◆ Given problem:
Print each line of the listing once more, precisely as given.

## start

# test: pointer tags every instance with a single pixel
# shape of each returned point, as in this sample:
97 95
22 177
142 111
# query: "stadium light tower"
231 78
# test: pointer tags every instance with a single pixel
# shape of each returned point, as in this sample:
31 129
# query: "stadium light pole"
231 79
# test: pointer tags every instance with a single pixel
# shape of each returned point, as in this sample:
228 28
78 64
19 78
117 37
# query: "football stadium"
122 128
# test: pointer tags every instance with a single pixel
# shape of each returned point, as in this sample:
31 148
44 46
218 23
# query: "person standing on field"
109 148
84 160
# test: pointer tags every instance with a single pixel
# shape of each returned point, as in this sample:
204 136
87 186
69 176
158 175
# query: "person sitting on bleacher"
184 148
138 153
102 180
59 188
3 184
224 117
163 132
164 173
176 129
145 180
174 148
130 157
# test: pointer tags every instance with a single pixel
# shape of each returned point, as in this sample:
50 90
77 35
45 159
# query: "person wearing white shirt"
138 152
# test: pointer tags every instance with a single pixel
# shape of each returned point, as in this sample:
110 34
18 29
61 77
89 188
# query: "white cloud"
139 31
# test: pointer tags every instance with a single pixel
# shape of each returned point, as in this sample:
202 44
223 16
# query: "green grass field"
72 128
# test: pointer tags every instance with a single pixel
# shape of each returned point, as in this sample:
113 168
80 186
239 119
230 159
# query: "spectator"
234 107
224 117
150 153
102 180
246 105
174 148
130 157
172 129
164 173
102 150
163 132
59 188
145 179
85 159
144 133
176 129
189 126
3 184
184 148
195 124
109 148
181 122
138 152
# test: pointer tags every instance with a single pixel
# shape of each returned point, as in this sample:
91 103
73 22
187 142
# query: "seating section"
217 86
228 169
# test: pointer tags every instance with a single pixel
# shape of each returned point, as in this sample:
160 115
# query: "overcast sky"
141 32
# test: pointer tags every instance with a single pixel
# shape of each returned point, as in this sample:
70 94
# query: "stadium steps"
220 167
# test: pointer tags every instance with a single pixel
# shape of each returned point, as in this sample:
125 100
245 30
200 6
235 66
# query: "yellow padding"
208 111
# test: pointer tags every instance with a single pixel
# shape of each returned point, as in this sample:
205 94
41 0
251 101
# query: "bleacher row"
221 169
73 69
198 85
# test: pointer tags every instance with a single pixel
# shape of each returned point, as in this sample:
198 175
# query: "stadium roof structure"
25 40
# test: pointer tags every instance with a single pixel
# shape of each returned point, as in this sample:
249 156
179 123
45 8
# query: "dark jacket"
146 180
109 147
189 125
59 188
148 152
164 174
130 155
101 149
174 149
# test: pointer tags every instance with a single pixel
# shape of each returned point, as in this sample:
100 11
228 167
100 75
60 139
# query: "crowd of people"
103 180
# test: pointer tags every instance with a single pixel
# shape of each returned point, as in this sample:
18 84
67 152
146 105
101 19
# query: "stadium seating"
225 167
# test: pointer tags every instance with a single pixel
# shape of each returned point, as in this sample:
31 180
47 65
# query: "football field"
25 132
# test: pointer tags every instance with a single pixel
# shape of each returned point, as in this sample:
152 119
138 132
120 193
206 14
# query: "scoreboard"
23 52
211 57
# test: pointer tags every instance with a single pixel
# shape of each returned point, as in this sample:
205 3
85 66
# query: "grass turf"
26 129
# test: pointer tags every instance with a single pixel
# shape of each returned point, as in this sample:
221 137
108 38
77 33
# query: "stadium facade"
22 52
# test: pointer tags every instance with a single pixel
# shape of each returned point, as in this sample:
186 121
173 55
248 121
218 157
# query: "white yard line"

## end

◆ Output for this exercise:
# test: pointer tags every instance with a single pixel
# shape of each returned point, as in this sample:
97 95
22 177
142 111
# query: "stadium light tower"
231 78
# test: pointer tags every instance with a single pixel
# shape of each returned point, as in this sample:
31 129
# query: "stadium light pole"
231 79
# test: pointer tags every instance with a single pixel
# shape of each returned point, as in this sample:
228 28
78 64
19 78
117 37
# query: "football stadium"
122 128
# test: pointer tags every instance with a single pixel
# shape of each returned point, as in this sample:
31 148
44 46
218 23
# query: "person standing on field"
109 148
84 160
# test: pointer tags every instance with a single pixel
# shape of each returned point, as in this sample:
204 136
87 186
69 176
158 175
# query: "person sitting on bleacher"
184 148
138 153
102 180
59 188
3 184
224 117
163 132
164 173
176 129
145 180
174 148
130 157
# test: pointer tags every instance with a single pixel
# shape of each returned point, as in this sample:
50 90
77 35
45 159
# query: "person wearing white shirt"
138 152
# test: pointer tags every instance with a single pixel
# shape of each returned point, as in this sample:
110 34
18 29
61 77
89 188
# query: "white cloud"
139 31
# test: pointer tags every instance with a single pixel
# shape of each returned point, as in this sample:
202 44
223 16
# query: "green grass field"
72 128
# test: pointer tags every instance with a single pixel
# shape of each returned point, as in this sample:
113 168
80 186
239 119
230 159
# query: "spectator"
234 107
224 117
150 153
102 180
246 105
174 148
130 157
172 129
164 173
102 150
163 132
59 188
145 179
85 159
144 133
176 129
189 126
3 184
184 148
195 124
109 148
181 122
138 152
# test: pointer tags every instance with a single pixel
# shape of each returned point, as in this sample:
91 103
73 22
187 142
# query: "seating section"
217 86
228 169
# test: pointer tags every instance with a single pixel
# shape of each returned point, as in this sample:
160 115
# query: "overcast sky"
141 32
# test: pointer tags every instance with a single pixel
# shape of each returned point, as in this sample:
70 94
# query: "stadium steps"
220 167
# test: pointer tags every instance with a single pixel
# shape of each returned point, as in this sample:
125 100
245 30
200 6
235 66
# query: "yellow padding"
208 111
# test: pointer tags every instance with a single pixel
# shape of each returned point, as in this sample:
205 94
41 0
251 101
# query: "bleacher row"
221 169
73 69
198 85
# test: pointer tags every instance with a single pixel
# shape of each returned point, as in this sample:
198 175
# query: "stadium roof structure"
25 40
# test: pointer tags every instance with a single pixel
# shape of each returned point, as in this sample:
249 156
179 123
45 8
# query: "dark jacket"
146 180
109 147
189 125
59 188
148 152
164 174
130 155
101 149
174 149
# test: pointer tags every instance with a single pixel
# shape of each returned point, as in this sample:
100 11
228 167
100 75
60 139
# query: "crowd of people"
103 180
# test: pointer tags every instance with a single pixel
# shape of each returned point, as in this sample:
18 84
67 152
146 105
101 19
# query: "stadium seating"
225 167
# test: pointer tags every instance with a single pixel
# shape of each returned point, as in this sample:
31 180
47 65
# query: "football field"
25 132
# test: pointer tags every instance with a single pixel
# shape of each returned point, as in this sample:
152 119
138 132
120 193
206 14
# query: "scoreboard"
23 52
211 57
# test: pointer tags every instance with a single pixel
# shape of each returned point, as in this sample:
205 3
85 66
# query: "grass turf"
26 129
# test: pointer tags every instance with a single pixel
# shape of each returned point, as in this sample:
221 137
108 38
77 33
# query: "stadium facade"
22 52
# test: pointer tags every instance with a single pixel
# shape of each returned point, as in this sample:
186 121
173 55
248 121
218 157
# query: "white yard line"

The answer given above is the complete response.